*INSTRUCTIONS FOR THE TASK*: Reproduce verbatim the items from their first line through the line containing "column 31, row 700", including both of those lines.

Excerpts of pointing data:

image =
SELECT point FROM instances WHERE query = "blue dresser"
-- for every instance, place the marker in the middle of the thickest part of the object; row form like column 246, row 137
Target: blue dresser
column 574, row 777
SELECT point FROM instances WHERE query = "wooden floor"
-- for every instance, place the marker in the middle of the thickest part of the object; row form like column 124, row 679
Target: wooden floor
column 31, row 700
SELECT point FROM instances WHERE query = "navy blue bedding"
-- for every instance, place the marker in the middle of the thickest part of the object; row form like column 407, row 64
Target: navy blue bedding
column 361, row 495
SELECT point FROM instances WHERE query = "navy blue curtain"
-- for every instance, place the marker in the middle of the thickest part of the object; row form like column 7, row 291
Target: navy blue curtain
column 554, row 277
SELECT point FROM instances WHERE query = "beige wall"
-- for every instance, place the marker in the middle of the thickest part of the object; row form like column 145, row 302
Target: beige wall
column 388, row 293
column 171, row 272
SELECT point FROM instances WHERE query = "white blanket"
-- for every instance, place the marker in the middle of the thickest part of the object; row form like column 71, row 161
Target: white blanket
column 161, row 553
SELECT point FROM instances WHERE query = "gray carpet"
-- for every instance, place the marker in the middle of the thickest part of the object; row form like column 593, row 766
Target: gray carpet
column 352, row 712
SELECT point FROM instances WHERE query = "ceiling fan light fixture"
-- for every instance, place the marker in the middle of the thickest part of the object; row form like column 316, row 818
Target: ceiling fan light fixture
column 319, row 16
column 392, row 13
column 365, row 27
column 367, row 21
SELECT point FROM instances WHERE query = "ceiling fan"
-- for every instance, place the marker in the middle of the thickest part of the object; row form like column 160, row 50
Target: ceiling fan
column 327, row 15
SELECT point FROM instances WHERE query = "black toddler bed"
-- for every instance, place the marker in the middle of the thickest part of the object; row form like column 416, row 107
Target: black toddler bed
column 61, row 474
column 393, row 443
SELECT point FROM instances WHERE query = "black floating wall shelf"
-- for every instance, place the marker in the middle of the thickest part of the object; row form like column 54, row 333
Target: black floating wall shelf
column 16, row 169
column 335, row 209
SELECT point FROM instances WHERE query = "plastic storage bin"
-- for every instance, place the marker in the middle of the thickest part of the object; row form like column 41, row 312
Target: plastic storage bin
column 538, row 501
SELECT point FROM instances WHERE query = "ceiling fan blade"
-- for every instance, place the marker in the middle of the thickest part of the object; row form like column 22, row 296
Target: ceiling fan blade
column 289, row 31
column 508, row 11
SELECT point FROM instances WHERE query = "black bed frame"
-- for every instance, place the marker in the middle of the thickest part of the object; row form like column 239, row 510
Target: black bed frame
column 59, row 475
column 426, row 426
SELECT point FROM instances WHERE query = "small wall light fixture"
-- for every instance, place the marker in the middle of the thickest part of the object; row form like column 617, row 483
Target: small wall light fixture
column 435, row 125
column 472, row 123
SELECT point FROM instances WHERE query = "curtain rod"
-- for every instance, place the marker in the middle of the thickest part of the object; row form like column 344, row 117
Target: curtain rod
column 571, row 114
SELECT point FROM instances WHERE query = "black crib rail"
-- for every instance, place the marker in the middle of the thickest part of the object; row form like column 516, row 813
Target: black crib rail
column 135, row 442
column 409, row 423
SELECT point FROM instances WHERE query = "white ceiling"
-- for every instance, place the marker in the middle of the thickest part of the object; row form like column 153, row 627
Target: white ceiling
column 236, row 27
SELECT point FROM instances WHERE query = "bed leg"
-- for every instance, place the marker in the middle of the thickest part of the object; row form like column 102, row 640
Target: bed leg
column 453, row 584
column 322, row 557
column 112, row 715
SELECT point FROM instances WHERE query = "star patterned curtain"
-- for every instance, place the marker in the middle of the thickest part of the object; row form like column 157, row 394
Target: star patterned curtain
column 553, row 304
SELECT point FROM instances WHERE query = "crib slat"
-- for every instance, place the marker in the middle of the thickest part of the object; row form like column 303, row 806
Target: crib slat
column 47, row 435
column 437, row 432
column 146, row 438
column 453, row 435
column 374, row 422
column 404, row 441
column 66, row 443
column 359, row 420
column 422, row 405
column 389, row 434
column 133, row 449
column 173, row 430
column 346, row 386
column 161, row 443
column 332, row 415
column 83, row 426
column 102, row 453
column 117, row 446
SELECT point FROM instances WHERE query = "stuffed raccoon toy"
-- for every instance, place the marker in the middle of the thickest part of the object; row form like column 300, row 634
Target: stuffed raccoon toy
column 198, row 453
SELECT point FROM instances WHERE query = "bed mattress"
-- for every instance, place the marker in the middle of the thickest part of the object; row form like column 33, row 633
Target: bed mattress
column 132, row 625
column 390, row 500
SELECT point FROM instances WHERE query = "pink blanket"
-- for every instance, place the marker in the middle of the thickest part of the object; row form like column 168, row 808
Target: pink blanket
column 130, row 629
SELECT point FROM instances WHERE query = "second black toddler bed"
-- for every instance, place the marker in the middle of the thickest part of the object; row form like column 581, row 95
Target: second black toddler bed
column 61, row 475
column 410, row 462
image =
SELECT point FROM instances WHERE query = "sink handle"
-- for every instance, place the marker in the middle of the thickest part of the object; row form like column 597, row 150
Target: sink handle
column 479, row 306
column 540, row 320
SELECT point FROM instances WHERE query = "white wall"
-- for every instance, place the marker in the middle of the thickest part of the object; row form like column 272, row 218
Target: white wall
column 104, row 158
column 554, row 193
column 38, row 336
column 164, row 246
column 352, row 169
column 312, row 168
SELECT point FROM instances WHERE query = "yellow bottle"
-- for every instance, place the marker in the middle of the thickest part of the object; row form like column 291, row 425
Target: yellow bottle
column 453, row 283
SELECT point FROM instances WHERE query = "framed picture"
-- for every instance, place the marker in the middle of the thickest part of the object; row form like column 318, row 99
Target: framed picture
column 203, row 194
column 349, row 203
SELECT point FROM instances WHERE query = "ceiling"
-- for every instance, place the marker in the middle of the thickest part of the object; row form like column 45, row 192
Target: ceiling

*RESPONSE TO THIS TASK*:
image =
SELECT point FROM instances WHERE query = "blue dresser"
-- for every instance, place the marker in the middle of the thickest part of the object; row form like column 246, row 137
Target: blue dresser
column 574, row 777
SELECT point FROM instances WHERE query = "wooden floor"
-- for every instance, place the marker in the middle of the thickest part of the object; row form like column 124, row 679
Target: wooden floor
column 31, row 700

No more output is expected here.